_DOCUMENT SEGMENT_:
§

# Running SDU in reverse



## MakoTako (Oct 5, 2017)

Are there any aftermarket reverse pumps like the LDU ones for SDU haven't found any. Other option external pump configuring?


----------



## FJ3 (Jun 2, 2020)

Or modify the original pump: https://openinverter.org/forum/viewtopic.php?f=10&t=1728


----------



## BlueHorizon (Nov 27, 2018)

You mean like this? https://zero-ev.co.uk/product/tesla-large-drive-unit-replacement-reverse-drive-oil-pump/?v=499e9b7f0755


----------



## remy_martian (Feb 4, 2019)

There are so many posts on this topic. Did you bother to look?


----------



## AusS2000 (Jul 9, 2021)

BlueHorizon said:


> You mean like this? https://zero-ev.co.uk/product/tesla-large-drive-unit-replacement-reverse-drive-oil-pump/?v=499e9b7f0755


Like that, but S rather than L.

That product is for the LDU (Large Drive Unit). The OP is after similar for an SDU. And so am I.


----------



## remy_martian (Feb 4, 2019)

There is at least one topic on this already









Tesla Small Drive Unit Mounting


Hi, I am currently working on a build plan to mount a Tesla Small Drive Unit to the rear of a Landrover Freelander 2004 V6. The plan is to have about a possible 200hp from the motor. Problem is the space at the rear allows me to only mount it back to front meaning since speed in the reverse...




www.diyelectriccar.com


----------



## AusS2000 (Jul 9, 2021)

You'd think with all this interest someone would develop a product...


----------



## remy_martian (Feb 4, 2019)

Do it


----------



## brian_ (Feb 7, 2017)

BlueHorizon said:


> You mean like this? https://zero-ev.co.uk/product/tesla-large-drive-unit-replacement-reverse-drive-oil-pump/?v=499e9b7f0755


Sure, *like* that, but *for the SDU*, as the original poster clearly asked:


MakoTako said:


> Are there any aftermarket reverse pumps like the LDU ones for SDU haven't found any.


----------



## BlueHorizon (Nov 27, 2018)

_Redacted as a courtesy to brian_


----------



## brian_ (Feb 7, 2017)

BlueHorizon said:


> I was asking if he was looking for a similar unit. There was no need for your salty remark.


There was no need to tell someone who said he was aware of the LDU reverse pump and needs an SDU pump instead that there is an LDU reverse pump. I suggest that you try reading the post to which you are responding.


----------

§

_DATA PROVIDED_:

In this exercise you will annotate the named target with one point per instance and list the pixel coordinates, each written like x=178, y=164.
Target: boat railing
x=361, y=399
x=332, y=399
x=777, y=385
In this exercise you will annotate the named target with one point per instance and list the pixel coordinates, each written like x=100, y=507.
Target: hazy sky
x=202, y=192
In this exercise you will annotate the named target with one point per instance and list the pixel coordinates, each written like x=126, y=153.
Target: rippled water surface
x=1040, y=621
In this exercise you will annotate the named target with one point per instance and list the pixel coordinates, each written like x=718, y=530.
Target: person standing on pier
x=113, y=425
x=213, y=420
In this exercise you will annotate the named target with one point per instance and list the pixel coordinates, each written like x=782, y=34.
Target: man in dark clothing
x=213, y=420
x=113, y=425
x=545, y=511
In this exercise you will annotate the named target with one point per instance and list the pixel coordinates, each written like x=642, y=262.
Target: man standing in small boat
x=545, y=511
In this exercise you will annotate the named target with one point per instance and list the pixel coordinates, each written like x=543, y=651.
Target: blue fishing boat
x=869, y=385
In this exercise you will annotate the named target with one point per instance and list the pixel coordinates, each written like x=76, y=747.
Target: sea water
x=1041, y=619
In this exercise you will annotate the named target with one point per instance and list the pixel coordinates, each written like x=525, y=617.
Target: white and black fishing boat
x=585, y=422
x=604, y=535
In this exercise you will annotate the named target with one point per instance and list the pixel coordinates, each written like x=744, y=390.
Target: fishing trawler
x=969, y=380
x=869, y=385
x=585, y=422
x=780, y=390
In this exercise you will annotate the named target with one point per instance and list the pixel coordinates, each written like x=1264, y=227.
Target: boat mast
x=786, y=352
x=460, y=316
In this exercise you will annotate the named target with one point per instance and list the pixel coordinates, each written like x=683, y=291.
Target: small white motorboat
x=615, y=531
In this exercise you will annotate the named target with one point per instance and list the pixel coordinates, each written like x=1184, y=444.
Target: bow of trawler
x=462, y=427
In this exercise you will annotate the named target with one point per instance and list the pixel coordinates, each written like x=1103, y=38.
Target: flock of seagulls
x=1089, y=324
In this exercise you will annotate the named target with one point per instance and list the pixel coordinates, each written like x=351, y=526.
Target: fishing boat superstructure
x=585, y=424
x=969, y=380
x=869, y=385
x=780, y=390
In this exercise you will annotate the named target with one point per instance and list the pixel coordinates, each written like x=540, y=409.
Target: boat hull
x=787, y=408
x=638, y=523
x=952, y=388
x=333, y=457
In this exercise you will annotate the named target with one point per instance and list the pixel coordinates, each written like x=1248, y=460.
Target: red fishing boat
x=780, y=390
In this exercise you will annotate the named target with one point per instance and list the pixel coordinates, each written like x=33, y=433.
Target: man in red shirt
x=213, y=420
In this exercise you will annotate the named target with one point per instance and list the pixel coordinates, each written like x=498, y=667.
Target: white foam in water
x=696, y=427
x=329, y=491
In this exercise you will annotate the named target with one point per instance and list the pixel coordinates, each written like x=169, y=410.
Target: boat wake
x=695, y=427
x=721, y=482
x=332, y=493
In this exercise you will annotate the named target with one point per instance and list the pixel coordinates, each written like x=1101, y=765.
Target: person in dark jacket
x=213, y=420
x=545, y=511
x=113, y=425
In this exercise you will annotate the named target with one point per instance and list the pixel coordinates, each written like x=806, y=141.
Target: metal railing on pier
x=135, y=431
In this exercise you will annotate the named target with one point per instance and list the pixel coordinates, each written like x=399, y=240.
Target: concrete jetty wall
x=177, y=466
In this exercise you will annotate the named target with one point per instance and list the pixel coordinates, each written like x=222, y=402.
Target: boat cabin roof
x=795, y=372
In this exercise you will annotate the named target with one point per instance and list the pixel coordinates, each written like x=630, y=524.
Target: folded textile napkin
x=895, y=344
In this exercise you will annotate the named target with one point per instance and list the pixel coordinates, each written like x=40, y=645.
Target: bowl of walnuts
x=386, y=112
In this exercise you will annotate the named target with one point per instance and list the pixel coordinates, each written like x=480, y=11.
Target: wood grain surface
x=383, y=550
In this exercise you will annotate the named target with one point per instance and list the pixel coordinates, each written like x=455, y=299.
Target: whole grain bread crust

§

_THE REQUEST_: In the forum thread on running an SDU in reverse, why does brian_ say BlueHorizon had no need to post the zero-ev.co.uk pump link?

_OUTPUT OF THE TASK_: That pump is a reverse oil pump for the LDU, and the original poster had already said he knew of the LDU reverse pumps and needed one for the SDU instead. Pointing him to an LDU pump therefore told him nothing new.